● Task instructions
Work out how many lines of the material below contain the string "sponsor", and give only that number.

— START Stored rows —

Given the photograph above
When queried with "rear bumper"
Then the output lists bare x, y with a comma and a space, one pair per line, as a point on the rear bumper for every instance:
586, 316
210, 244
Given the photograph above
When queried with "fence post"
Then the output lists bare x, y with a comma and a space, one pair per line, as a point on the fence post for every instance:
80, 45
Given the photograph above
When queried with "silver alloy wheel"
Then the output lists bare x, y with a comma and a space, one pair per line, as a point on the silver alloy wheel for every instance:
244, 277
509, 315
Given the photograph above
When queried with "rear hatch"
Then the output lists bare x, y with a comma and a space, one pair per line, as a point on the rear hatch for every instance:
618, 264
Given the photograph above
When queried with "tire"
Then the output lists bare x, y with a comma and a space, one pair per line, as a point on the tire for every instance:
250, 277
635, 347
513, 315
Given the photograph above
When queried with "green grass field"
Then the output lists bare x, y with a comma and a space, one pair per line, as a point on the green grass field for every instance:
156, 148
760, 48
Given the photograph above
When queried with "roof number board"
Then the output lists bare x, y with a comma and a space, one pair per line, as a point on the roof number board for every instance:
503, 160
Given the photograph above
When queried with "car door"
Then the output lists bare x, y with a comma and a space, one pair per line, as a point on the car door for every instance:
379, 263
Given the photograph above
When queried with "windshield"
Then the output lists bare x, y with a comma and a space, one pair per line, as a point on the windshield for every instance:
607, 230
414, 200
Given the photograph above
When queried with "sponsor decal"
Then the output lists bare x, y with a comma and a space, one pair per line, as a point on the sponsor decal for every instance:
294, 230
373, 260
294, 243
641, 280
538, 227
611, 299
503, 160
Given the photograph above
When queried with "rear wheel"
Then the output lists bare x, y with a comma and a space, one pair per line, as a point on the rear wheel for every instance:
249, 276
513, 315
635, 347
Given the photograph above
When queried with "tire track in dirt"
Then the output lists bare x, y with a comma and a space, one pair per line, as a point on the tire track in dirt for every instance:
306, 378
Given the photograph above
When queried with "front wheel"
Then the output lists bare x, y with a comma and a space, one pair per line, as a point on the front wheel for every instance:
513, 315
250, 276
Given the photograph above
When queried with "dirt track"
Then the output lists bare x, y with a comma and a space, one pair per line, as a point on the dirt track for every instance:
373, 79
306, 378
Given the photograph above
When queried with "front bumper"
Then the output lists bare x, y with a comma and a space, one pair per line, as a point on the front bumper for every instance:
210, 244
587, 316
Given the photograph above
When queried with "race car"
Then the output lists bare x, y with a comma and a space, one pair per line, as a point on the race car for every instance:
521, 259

— END Stored rows —
— START Stored rows —

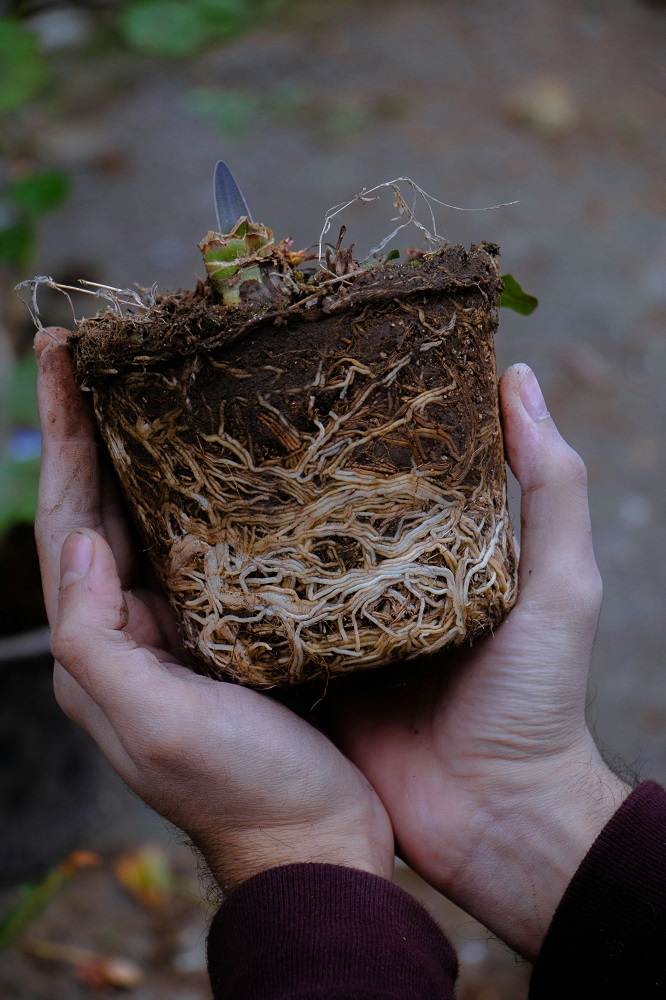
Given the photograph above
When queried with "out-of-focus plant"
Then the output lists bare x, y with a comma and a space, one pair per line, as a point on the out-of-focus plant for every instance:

— END Stored rows —

● Solution for this exercise
2